Your answer should be the line that contains "of the overcast" and each line after it, restated word for word through the final line of the entries.

RECORDS TO PROCESS:
---
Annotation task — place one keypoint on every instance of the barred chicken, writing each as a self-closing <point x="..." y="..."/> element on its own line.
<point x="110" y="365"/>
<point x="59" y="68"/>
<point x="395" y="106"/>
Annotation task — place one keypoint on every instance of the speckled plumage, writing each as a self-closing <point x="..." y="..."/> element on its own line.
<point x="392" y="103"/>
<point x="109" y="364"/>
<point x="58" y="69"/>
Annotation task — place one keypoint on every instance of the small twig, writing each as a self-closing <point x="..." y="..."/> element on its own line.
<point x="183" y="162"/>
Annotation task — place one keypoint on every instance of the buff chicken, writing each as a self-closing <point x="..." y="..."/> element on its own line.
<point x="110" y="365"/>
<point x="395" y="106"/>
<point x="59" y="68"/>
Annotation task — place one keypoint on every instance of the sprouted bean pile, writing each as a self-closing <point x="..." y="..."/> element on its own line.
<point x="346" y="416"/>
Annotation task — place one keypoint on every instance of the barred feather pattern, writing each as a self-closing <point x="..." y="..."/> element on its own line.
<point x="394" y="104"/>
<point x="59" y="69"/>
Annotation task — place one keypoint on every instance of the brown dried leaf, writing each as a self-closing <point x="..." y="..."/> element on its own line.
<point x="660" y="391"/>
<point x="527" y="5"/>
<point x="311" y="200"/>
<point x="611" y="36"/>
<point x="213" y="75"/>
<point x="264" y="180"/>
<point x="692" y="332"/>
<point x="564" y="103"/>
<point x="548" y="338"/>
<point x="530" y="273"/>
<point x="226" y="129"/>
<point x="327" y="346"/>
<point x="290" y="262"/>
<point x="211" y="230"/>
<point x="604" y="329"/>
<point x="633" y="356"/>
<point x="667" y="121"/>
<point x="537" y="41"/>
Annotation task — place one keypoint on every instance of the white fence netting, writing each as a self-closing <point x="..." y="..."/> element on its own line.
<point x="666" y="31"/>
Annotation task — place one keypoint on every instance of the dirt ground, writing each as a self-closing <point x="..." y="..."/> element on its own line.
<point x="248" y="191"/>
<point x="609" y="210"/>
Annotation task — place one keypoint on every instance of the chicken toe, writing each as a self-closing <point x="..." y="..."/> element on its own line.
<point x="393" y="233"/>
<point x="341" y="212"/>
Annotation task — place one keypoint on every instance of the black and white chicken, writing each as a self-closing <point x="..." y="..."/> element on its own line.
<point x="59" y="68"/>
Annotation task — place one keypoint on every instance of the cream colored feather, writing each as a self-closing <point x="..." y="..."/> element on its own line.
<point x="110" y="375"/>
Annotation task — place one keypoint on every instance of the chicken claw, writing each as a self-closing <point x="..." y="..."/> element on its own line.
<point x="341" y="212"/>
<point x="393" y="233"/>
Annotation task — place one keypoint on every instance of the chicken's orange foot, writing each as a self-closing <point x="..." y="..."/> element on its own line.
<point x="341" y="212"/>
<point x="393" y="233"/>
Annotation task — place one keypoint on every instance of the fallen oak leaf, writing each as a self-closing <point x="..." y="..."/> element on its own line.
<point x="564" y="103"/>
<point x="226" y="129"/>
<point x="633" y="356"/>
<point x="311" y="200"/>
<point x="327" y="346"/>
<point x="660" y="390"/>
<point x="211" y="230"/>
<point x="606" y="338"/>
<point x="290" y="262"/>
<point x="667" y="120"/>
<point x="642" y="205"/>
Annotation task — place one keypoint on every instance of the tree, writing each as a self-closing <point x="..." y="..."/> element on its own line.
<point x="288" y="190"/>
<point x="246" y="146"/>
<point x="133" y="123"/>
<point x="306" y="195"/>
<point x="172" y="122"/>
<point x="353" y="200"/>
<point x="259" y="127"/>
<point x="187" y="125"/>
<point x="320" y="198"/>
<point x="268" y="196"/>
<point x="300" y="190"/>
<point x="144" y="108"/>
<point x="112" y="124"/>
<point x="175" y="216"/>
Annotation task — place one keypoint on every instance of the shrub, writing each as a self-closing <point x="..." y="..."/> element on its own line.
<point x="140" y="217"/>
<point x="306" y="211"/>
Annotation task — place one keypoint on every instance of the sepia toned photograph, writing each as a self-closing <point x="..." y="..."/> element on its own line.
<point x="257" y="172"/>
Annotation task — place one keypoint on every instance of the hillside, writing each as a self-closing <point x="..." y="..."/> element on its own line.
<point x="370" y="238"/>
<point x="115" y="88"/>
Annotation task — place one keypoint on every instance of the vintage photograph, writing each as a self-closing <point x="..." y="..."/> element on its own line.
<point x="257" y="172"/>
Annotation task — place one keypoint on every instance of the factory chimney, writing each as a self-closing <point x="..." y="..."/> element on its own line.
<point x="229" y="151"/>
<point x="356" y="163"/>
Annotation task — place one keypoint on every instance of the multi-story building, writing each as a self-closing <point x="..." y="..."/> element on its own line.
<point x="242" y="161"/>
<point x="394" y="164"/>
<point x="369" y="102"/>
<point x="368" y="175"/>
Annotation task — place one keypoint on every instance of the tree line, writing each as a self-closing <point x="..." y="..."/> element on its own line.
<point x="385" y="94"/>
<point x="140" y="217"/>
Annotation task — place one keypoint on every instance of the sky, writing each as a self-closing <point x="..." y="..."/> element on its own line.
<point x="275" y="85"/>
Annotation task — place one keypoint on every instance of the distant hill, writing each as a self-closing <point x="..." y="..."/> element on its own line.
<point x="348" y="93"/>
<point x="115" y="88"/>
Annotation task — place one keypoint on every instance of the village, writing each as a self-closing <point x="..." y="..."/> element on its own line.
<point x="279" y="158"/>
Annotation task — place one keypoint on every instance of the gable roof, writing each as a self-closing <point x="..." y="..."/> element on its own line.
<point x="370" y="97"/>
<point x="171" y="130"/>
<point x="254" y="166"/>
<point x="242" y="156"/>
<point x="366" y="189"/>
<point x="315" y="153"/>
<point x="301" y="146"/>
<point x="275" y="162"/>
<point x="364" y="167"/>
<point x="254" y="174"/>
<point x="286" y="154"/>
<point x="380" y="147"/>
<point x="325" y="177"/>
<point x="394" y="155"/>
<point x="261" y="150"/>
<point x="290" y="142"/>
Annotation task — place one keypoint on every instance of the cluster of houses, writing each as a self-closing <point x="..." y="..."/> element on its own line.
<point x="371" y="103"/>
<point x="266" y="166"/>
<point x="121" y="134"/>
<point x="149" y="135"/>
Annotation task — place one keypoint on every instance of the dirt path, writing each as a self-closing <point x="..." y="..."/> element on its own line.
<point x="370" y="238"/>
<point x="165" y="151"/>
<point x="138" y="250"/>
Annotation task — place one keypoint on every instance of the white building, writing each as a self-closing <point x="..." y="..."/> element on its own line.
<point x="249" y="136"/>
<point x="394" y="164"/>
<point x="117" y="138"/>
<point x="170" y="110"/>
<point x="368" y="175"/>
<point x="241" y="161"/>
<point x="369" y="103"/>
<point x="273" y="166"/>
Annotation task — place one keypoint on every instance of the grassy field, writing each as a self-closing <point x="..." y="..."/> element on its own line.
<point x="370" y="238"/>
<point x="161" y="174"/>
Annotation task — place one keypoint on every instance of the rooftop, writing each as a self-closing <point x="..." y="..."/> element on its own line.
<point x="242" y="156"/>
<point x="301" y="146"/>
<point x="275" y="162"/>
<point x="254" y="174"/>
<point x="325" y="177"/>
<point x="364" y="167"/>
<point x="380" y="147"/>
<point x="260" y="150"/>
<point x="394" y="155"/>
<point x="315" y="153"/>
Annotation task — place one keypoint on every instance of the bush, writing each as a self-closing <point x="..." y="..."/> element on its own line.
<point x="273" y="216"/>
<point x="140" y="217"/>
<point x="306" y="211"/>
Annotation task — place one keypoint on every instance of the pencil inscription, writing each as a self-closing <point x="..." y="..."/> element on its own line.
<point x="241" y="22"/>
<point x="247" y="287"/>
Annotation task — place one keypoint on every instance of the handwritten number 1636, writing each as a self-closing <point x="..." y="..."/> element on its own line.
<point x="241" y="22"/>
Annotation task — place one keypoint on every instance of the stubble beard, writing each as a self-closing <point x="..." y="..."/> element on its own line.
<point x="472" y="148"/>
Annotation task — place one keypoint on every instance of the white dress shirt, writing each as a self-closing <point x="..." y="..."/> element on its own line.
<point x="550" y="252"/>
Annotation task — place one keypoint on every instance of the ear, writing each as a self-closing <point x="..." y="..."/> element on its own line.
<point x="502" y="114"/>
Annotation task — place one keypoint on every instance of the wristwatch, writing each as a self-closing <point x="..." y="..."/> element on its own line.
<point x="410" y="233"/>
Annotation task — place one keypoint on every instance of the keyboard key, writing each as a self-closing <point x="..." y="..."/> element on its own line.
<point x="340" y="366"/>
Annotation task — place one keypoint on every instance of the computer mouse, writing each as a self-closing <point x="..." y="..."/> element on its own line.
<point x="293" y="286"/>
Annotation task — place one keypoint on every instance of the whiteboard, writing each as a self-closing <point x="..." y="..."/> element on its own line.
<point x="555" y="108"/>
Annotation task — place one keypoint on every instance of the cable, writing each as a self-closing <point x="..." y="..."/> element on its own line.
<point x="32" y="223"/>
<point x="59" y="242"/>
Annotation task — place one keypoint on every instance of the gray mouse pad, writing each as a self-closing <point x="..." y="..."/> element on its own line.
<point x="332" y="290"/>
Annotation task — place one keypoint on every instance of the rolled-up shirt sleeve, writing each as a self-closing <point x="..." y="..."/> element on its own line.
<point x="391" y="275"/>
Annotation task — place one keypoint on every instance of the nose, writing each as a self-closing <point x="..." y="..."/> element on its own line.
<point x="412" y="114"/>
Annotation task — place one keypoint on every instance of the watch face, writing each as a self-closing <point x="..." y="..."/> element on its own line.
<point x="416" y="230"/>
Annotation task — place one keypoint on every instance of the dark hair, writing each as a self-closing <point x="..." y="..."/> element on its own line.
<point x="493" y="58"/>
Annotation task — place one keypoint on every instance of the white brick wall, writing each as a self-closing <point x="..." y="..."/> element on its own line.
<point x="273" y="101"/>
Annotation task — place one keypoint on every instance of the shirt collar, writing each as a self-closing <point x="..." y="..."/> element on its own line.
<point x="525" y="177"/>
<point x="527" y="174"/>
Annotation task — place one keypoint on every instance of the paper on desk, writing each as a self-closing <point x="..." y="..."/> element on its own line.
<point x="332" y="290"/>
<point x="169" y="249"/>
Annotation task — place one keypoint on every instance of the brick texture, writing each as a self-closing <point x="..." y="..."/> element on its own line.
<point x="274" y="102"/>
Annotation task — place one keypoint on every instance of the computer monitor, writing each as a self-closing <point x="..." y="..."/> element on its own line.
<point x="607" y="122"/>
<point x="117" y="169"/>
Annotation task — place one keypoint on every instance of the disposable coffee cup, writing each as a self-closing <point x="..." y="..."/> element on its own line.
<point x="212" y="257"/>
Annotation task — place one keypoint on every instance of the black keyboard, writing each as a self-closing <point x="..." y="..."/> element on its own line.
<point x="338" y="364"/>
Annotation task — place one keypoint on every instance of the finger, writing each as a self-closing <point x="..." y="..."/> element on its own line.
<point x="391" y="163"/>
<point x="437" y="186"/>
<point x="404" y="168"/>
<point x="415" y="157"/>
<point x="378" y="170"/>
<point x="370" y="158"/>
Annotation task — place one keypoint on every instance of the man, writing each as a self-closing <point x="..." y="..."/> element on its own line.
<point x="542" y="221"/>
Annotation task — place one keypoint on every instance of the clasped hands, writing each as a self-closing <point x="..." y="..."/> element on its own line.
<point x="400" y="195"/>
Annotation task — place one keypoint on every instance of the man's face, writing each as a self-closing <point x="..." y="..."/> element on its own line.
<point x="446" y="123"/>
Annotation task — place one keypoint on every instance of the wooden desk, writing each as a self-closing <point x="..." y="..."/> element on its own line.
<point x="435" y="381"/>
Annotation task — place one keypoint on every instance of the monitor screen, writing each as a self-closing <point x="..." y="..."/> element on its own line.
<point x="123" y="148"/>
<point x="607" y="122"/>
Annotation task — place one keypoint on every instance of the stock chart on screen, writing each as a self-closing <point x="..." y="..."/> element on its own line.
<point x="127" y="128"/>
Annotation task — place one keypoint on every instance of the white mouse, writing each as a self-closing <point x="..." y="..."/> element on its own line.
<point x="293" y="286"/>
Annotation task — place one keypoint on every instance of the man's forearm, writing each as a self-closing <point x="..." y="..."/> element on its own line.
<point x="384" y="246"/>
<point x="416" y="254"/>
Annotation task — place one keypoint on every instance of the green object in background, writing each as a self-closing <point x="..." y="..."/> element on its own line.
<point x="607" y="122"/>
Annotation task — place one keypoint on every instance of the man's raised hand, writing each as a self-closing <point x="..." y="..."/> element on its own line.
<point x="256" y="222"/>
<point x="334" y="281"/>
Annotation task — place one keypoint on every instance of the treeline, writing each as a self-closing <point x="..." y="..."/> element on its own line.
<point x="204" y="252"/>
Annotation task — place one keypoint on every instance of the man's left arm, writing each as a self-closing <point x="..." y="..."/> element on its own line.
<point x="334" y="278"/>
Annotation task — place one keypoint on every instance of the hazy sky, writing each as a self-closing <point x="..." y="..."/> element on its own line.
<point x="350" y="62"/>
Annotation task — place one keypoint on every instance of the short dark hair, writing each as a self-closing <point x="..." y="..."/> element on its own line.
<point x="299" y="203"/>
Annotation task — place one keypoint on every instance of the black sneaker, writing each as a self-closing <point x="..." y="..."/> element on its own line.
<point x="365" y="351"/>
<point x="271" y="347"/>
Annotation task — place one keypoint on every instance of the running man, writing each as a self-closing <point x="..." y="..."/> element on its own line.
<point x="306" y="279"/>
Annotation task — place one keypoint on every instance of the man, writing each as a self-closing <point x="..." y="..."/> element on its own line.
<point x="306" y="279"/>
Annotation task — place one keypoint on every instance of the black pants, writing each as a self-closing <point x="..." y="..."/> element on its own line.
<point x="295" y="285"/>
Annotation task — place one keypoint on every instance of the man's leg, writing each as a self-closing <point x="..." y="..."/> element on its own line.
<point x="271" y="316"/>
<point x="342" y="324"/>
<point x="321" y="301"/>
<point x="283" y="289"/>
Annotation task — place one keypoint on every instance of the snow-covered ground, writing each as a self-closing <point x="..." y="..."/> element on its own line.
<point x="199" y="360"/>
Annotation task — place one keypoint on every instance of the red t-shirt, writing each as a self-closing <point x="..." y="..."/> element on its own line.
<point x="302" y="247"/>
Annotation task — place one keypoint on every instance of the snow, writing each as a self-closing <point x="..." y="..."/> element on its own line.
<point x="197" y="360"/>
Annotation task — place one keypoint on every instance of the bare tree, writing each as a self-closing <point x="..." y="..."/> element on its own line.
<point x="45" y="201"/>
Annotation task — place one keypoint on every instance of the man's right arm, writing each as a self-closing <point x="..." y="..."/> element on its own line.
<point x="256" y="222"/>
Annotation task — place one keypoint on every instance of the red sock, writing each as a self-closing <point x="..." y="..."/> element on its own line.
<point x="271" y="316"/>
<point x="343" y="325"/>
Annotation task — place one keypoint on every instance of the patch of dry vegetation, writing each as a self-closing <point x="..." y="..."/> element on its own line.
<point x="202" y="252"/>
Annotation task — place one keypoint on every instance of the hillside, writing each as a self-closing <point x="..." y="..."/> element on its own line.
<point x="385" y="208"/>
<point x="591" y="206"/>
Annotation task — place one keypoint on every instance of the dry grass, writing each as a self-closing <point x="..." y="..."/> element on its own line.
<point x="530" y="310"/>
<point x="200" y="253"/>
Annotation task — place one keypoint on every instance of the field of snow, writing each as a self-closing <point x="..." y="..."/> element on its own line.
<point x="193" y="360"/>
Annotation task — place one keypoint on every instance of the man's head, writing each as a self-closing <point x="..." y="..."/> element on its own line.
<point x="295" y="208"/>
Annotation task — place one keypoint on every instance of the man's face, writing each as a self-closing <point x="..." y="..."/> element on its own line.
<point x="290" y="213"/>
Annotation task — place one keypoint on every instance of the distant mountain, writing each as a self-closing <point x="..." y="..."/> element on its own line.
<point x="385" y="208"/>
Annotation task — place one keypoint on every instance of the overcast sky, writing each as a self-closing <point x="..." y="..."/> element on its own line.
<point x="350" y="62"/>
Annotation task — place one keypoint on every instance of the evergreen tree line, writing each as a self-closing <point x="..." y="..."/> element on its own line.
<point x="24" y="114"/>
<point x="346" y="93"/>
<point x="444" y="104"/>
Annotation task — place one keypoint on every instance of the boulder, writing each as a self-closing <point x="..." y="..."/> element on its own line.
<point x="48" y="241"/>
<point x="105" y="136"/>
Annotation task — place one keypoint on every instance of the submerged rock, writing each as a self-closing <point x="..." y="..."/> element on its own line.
---
RESULT FOR THIS EXERCISE:
Annotation task — place one keypoint on every instance of the overcast sky, writing each as a self-closing <point x="..." y="..."/> element on its own line.
<point x="350" y="62"/>
Annotation task — place one keypoint on every instance of the evergreen tree line, writing each as a self-closing <point x="..." y="..."/> element on its own line.
<point x="24" y="114"/>
<point x="346" y="93"/>
<point x="444" y="104"/>
Annotation task — place one keypoint on every instance of the boulder, writing each as a self-closing <point x="..." y="..."/> element on its own line.
<point x="48" y="241"/>
<point x="105" y="136"/>
Annotation task — place one keypoint on every instance of the submerged rock, writing each as a self-closing <point x="..." y="..."/> element on its own line.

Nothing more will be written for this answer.